Format each line of the data below as a JSON list of strings, with one string per line and blank lines omitted.

- - - - - - -

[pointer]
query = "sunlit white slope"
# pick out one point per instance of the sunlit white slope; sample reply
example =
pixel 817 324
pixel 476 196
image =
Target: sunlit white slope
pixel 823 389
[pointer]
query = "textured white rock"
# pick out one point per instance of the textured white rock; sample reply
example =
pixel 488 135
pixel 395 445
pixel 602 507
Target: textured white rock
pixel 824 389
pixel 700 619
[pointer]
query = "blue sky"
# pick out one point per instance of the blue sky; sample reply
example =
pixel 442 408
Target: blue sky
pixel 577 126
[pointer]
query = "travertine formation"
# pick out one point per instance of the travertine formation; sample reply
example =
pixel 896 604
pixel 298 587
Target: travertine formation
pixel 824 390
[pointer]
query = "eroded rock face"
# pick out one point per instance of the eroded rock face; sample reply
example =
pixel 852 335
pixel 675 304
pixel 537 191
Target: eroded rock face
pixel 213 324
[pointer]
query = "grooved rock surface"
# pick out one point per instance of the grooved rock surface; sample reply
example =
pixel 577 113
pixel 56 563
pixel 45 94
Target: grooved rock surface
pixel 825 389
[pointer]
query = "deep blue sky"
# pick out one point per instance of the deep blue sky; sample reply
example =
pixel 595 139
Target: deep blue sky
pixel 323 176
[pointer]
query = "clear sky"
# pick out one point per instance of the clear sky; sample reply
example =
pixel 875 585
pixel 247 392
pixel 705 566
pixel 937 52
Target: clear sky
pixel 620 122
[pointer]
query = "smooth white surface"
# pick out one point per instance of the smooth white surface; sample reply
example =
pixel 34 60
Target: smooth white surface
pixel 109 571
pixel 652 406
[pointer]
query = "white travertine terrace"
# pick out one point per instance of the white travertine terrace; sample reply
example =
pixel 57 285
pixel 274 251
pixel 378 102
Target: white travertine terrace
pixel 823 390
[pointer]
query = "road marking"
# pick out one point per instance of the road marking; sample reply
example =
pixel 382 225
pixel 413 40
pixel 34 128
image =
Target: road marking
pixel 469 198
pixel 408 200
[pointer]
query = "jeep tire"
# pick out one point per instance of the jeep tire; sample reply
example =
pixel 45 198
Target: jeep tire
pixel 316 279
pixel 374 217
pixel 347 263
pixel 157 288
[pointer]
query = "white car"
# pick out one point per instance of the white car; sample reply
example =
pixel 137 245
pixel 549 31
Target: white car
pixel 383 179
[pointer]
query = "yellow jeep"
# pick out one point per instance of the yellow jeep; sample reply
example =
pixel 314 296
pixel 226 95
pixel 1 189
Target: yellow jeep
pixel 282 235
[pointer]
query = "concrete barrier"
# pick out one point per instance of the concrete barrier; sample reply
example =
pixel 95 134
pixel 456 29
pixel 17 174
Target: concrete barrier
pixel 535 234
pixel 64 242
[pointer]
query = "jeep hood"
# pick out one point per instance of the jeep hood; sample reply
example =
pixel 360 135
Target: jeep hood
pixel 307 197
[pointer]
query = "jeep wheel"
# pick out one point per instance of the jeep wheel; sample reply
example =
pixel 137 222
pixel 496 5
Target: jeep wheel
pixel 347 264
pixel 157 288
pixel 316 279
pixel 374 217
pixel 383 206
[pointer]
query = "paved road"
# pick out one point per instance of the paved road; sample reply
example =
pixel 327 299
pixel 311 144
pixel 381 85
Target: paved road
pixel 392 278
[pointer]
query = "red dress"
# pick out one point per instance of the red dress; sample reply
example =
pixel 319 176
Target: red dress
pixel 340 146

- - - - - - -

Exercise answer:
[
  "[pointer]",
  "query = \"sunlit white slope\"",
  "# pick out one point per instance of the sunlit white slope; sample reply",
  "example =",
  "pixel 817 324",
  "pixel 476 196",
  "image =",
  "Target: sunlit white slope",
  "pixel 823 389",
  "[pointer]",
  "query = \"textured white rock\"",
  "# pick out one point per instance of the textured white rock; sample reply",
  "example =",
  "pixel 488 135",
  "pixel 395 445",
  "pixel 602 507",
  "Target: textured white rock",
  "pixel 824 389",
  "pixel 700 619",
  "[pointer]",
  "query = \"blue sky\"",
  "# pick out one point per instance of the blue sky; sample reply",
  "example =",
  "pixel 442 408",
  "Target: blue sky",
  "pixel 577 126",
  "[pointer]",
  "query = \"travertine formation\"",
  "# pick out one point per instance of the travertine formation; sample reply",
  "example =",
  "pixel 896 604",
  "pixel 298 587",
  "Target: travertine formation",
  "pixel 824 390",
  "[pointer]",
  "query = \"eroded rock face\"",
  "# pick out one point per instance of the eroded rock face; sample reply",
  "example =",
  "pixel 852 335",
  "pixel 675 304",
  "pixel 537 191",
  "Target: eroded rock face",
  "pixel 213 324",
  "[pointer]",
  "query = \"grooved rock surface\"",
  "# pick out one point per instance of the grooved rock surface; sample reply",
  "example =",
  "pixel 577 113",
  "pixel 56 563",
  "pixel 45 94",
  "Target: grooved rock surface",
  "pixel 825 389",
  "[pointer]",
  "query = \"deep blue sky\"",
  "# pick out one point per instance of the deep blue sky; sample reply",
  "example =",
  "pixel 595 139",
  "Target: deep blue sky",
  "pixel 323 176",
  "[pointer]",
  "query = \"clear sky\"",
  "# pick out one point per instance of the clear sky; sample reply",
  "example =",
  "pixel 875 585",
  "pixel 247 392",
  "pixel 705 566",
  "pixel 937 52",
  "Target: clear sky",
  "pixel 620 122",
  "[pointer]",
  "query = \"smooth white surface\"",
  "# pick out one point per instance of the smooth white surface; sample reply",
  "example =",
  "pixel 34 60",
  "Target: smooth white surface",
  "pixel 109 571",
  "pixel 652 406",
  "[pointer]",
  "query = \"white travertine terrace\"",
  "# pick out one point per instance of the white travertine terrace; sample reply",
  "example =",
  "pixel 57 285",
  "pixel 274 251",
  "pixel 378 102",
  "Target: white travertine terrace",
  "pixel 823 390",
  "[pointer]",
  "query = \"road marking\"",
  "# pick out one point per instance of the road marking; sample reply",
  "example =",
  "pixel 382 225",
  "pixel 413 40",
  "pixel 34 128",
  "image =",
  "Target: road marking",
  "pixel 469 198",
  "pixel 408 200",
  "[pointer]",
  "query = \"jeep tire\"",
  "# pick out one point per instance of the jeep tire; sample reply",
  "example =",
  "pixel 45 198",
  "Target: jeep tire",
  "pixel 316 279",
  "pixel 374 217",
  "pixel 347 263",
  "pixel 157 288",
  "[pointer]",
  "query = \"white car\"",
  "# pick out one point per instance of the white car; sample reply",
  "example =",
  "pixel 137 245",
  "pixel 549 31",
  "Target: white car",
  "pixel 383 179",
  "[pointer]",
  "query = \"yellow jeep\"",
  "# pick out one point per instance of the yellow jeep; sample reply",
  "example =",
  "pixel 314 296",
  "pixel 226 95",
  "pixel 1 189",
  "Target: yellow jeep",
  "pixel 282 235",
  "[pointer]",
  "query = \"concrete barrier\"",
  "# pick out one point per instance of the concrete barrier; sample reply",
  "example =",
  "pixel 95 134",
  "pixel 456 29",
  "pixel 17 174",
  "Target: concrete barrier",
  "pixel 535 234",
  "pixel 64 242",
  "[pointer]",
  "query = \"jeep hood\"",
  "# pick out one point per instance of the jeep hood; sample reply",
  "example =",
  "pixel 360 135",
  "Target: jeep hood",
  "pixel 307 197",
  "[pointer]",
  "query = \"jeep wheel\"",
  "# pick out one point per instance of the jeep wheel; sample reply",
  "example =",
  "pixel 137 222",
  "pixel 496 5",
  "Target: jeep wheel",
  "pixel 347 264",
  "pixel 157 288",
  "pixel 316 279",
  "pixel 374 217",
  "pixel 383 206",
  "[pointer]",
  "query = \"paved road\"",
  "# pick out one point per instance of the paved road; sample reply",
  "example =",
  "pixel 327 299",
  "pixel 311 144",
  "pixel 381 85",
  "Target: paved road",
  "pixel 392 278",
  "[pointer]",
  "query = \"red dress\"",
  "# pick out one point per instance of the red dress; sample reply",
  "example =",
  "pixel 319 176",
  "Target: red dress",
  "pixel 340 146"
]